▶ PASSAGE
“Reformation” – Article by Chris Davies
The last episode of the Liturgists’ podcast focused on whether or not Christianity is worth reforming. We discovered that the Tree of Christianity is rife with thorny roots and poisonous branches. Despite this, there is a wealth of practices and rituals stemming from the unconditional Love of Christ that is not only worth saving but in need of fundamental reorganization.
In the second episode, Reformation, we explore what this reformation looks like, examining past reformations and the pitfalls they faced in reorganizing the church. In doing so, we will understand what we have in common with previous reformations while understanding the role we can play in this one.
To fully appreciate the gravity of what reformation means and entails, let’s take a brief look at the history of Christian reformation.
A Brief History of Everything Reformation
The Christian church has not been a static and permanent fixture at any point in history. Despite the dogmatism and rigid beliefs of many separate sects, the vast multitude of divergent Christianities were all variations on a theme of reformation.
We’re setting out to examine these divergences and discover what worked and what failed. There have always been reformations. The only thing all Christians seem to agree on is that something lacking in the church’s institution needs fixing. Even the scriptures, which for many are canon espoused from God Himself, are wildly different. The King James Bible, which is the source for many American-Christian ideas and beliefs, is drastically different from scriptures recorded in Aramaic thousands of years ago.
Christianity’s history cannot be separated from the leading individuals’ political and power agendas who founded these reformations. At its core, Christianity is a powerful way to bring people together. But for most of its history, it did so by unifying people against a common enemy, trading religious tolerance for a more profound sense of xenophobia and Other.
In the Beginning, was Reformation
At the core of Christianity is reformation. Jesus Christ was a figure who taught and lived a way of life in opposition to his time’s current power structures. His teachings of unconditional love and the unifying power of Christ consciousness were a direct reformation of the politico-religious institutions holding the Roman Empire together.
The sacrifice Jesus made speaks volumes to his commitment to reformation and the foundations of Christianity. But as soon as he made that sacrifice, the apostles began debating how to put his core teachings into practice. These debates set the scene for all of Christianity as we know it.
Fast-forwarding to the fourth century, we come to Constantine the Great, the first Roman emperor to convert to Christianity. He was a pagan, following ancient earth-based practices passed down to him by his mother. But he saw the advantage Christianity, despite its quasi-heretic status at the time, could bring to uniting separate cultures and religions within the sprawling empire of Rome.

▶ INSTRUCTIONS
1. According to the reformation article, who was the first Roman emperor to convert to Christianity?
2. Condense the paragraph of the reformation article that begins "Christianity's history cannot be separated" into a shorter version that keeps its main points.
3. Carry the reformation article forward from the point where it stops.
The lines that follow the article come from a separate source.

▶ DATA EXTRACT
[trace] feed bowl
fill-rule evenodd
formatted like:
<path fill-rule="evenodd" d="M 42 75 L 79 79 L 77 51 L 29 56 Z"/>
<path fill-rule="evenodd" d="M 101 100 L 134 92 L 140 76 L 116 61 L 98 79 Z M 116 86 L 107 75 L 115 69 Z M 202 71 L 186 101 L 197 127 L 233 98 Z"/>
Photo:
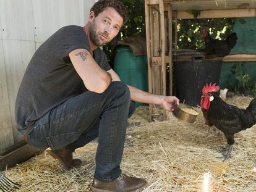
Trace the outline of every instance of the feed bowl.
<path fill-rule="evenodd" d="M 174 117 L 187 123 L 194 123 L 198 113 L 188 105 L 181 103 L 173 112 Z"/>

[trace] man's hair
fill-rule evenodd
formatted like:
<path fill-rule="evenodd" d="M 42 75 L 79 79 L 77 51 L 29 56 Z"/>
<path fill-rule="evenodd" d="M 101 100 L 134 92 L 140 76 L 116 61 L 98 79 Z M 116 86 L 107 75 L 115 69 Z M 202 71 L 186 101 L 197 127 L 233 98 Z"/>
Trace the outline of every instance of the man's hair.
<path fill-rule="evenodd" d="M 128 20 L 128 14 L 126 6 L 120 1 L 99 0 L 92 6 L 90 11 L 94 12 L 94 15 L 96 17 L 100 13 L 109 7 L 116 9 L 116 10 L 122 17 L 122 20 L 124 21 L 122 25 L 124 25 Z"/>

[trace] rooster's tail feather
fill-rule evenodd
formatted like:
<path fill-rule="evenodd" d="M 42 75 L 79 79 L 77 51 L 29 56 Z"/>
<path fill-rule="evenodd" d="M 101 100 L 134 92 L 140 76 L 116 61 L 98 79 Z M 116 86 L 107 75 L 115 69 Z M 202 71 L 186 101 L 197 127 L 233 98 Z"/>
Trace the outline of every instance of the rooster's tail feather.
<path fill-rule="evenodd" d="M 252 100 L 246 110 L 252 112 L 254 121 L 256 122 L 256 98 Z"/>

▶ SOLVED PROBLEMS
1. Constantine the Great.

2. Christianity's history is bound up with the political and power agendas of the leaders who founded its reformations. Though it is a powerful way to unite people, for most of its history it did so by rallying them against a common enemy, trading religious tolerance for xenophobia and a sense of the Other.

3.
Because at the time, religions and cultures were largely decentralized. Most of Italy and Greece had been following a Hellenic Pantheon. In contrast, Gaul (France), Hispania (Iberia), Northern Africa, Germania, and Brittania followed local druidic, fetishist, and pagan faiths. This decentralization allowed the diverse and world-shaking power to stay together. Still, rising forces in the east threatened stability. A political reformation was required to unite Constantine’s Empire against foreign enemies.
Constantine ordered a council at Nicaea in Asia Minor, in modern-day western Turkey. What happened at the First Council of Nicaea? It was primarily a structural reorganization of the empire through the lens of reforming a national religion. Three main functions arose out of it:
- An evaluation of the Scriptures and what they meant in a very literal sense.
- An establishment of a religious hierarchy with a translation into male a male-dominant patriarchy with the “Father” at the top.
- Development of the Christian “Brand” through the trinity that would create a dominant symbolism to centralize the empire.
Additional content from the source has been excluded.